#### Problem to work on
Switch every "instance" in the lines below to "occurrence", and write the lines out again with nothing else altered.

#### Information shown
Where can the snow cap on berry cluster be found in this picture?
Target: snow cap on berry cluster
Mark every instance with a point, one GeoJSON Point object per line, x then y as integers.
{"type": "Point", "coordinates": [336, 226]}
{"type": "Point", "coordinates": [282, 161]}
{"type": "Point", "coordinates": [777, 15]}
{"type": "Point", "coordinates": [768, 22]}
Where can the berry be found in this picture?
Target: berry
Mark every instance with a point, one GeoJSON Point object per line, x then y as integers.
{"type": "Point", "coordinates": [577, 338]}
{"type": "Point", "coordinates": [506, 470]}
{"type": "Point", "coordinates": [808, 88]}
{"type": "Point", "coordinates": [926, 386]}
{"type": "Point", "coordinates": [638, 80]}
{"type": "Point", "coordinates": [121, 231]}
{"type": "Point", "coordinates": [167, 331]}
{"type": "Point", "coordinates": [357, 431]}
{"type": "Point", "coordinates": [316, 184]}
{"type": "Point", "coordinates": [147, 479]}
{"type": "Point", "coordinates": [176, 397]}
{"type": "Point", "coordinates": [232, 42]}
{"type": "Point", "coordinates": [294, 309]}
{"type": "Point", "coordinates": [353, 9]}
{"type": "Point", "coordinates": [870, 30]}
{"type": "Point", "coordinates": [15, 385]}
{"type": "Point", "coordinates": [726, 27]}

#### The output
Where can the snow cap on berry cluster be found in this picture?
Target: snow cap on berry cluster
Mark every occurrence with a point, one GeoJSON Point object per line, x then y as integers.
{"type": "Point", "coordinates": [336, 226]}
{"type": "Point", "coordinates": [282, 161]}
{"type": "Point", "coordinates": [777, 15]}
{"type": "Point", "coordinates": [768, 22]}
Where can the berry be found in this picture?
Target: berry
Mark every occurrence with a point, one GeoJSON Point object per line, x then y as integers.
{"type": "Point", "coordinates": [577, 338]}
{"type": "Point", "coordinates": [506, 470]}
{"type": "Point", "coordinates": [808, 88]}
{"type": "Point", "coordinates": [926, 386]}
{"type": "Point", "coordinates": [638, 80]}
{"type": "Point", "coordinates": [121, 231]}
{"type": "Point", "coordinates": [167, 331]}
{"type": "Point", "coordinates": [357, 431]}
{"type": "Point", "coordinates": [316, 184]}
{"type": "Point", "coordinates": [147, 479]}
{"type": "Point", "coordinates": [176, 397]}
{"type": "Point", "coordinates": [232, 42]}
{"type": "Point", "coordinates": [294, 309]}
{"type": "Point", "coordinates": [353, 9]}
{"type": "Point", "coordinates": [870, 30]}
{"type": "Point", "coordinates": [15, 385]}
{"type": "Point", "coordinates": [726, 27]}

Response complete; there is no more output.